## Begin Passage provided
Remarks by Kate Aitken on Yale-PKU
Good morning President Xu, President Levin, Dean Salovey, Vice President Bruce Alexander, student and faculty delegates from Yale University, distinguished guests and friends.
Ladies and gentlemen, it is my pleasure and distinct privilege to address you this morning. By inviting me to speak before you, Peking University has given me the opportunity not only to share my views of the University, but also to profoundly thank the University on behalf of the students in the Yale-PKU program for providing us with such an invaluable educational and cultural experience.
The highlights of the Yale-PKU program are threefold. First, the program affords Yale students the chance to study at the top university in China and one of the most highly ranked universities in the world.
We have debated the intricacies of Chinese financial reform with a well-traveled Beida economist, taken a seminar with China’s most famous comparative philosophy professor, and held intimate master’s teas with guests ranging from a Nobel-prize winner, to the first foreign curator of the Forbidden City, to the Trumbull College alum and TIME Magazine journalist who broke the story of SARS in China.
Second, the Yale-PKU program enables students to study Chinese, regardless of prior language experience, while also taking classes with Beida faculty and working alongside Beida students in the cooperative learning environment of a seminar. Yale and Beida students have worked side by side surveying segments of the local Beijing population as part of a social science research class, and wandered through caves in Dunhuang exploring the artistic wonders of the Silk Road firsthand with a celebrated Yale art historian.
Third, the program is the only one on campus to house foreign students and their Chinese counterparts in the same dormitory, allowing students to engage in a truly immersive cultural exchange that transcends academic, social, and linguistic differences. We go out to program-funded family dinners, play bilingual Botticelli, and teach each other Chinese and English slang.
## End Passage provided
Carry on the speech about the Yale-PKU program, beginning after its last sentence.
## Begin Dataset entries
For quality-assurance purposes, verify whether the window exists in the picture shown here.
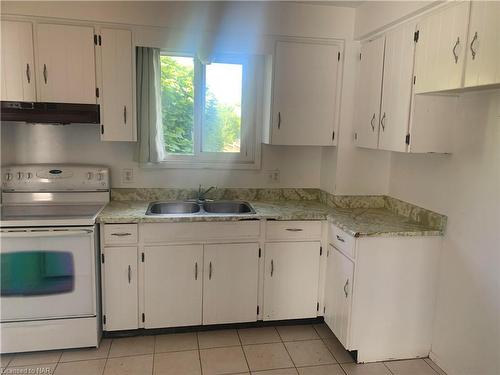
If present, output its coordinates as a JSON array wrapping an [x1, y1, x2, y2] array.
[[160, 53, 256, 165]]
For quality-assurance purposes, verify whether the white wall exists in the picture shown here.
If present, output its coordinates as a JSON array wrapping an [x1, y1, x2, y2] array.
[[389, 91, 500, 375], [1, 1, 354, 188]]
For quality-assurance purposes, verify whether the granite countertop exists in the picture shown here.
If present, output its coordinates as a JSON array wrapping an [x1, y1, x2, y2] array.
[[97, 200, 443, 237]]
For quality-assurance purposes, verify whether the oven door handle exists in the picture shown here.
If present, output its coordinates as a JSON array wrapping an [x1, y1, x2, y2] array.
## End Dataset entries
> **Reply**:
But, as with any truly vibrant memory, our experience here at Beida is more than the sum of its parts. The reality of living and working beside China’s most brilliant students – some of whom scored highest on the university admissions test in their province – cannot be adequately summarized in a speech, a newspaper article, or a program advertisement. Nor can the firsthand experience of exploring China – a country home to centuries of rich history, the world’s fastest growing economy, and the site of the next Olympic games – be properly expressed to those who have not had that experience themselves.
While many of my Yale colleagues on the program have fairly extensive prior experience with Chinese language and society, I am one of the students for whom the Yale-PKU program serves as a veritable gateway into China, exposing me to a wealth of traditions and cultural perspectives I would never have experienced otherwise.
Having only four months of introductory Chinese language study under my belt, I came to Beijing uncertain of what I would find. The prospect of spending half a year in China, while daunting, was a deliberate step outside of my comfort zone – one that I took willingly, if not altogether confidently.
But Yale and Beida are right to encourage study abroad and cultural interchange like that facilitated by the Yale-PKU program. This semester has been my most enriching since I matriculated at Yale, and I truly would have considered my Yale education – world-class though it may be – to have been incomplete without this semester at Beida.
My first encounters with Chinese culture in the beginning of the semester were sometimes surprising and often amusing, but always an incomparable firsthand learning experience. It is upon these experiences that I came to build a true understanding of and appreciation for Chinese society.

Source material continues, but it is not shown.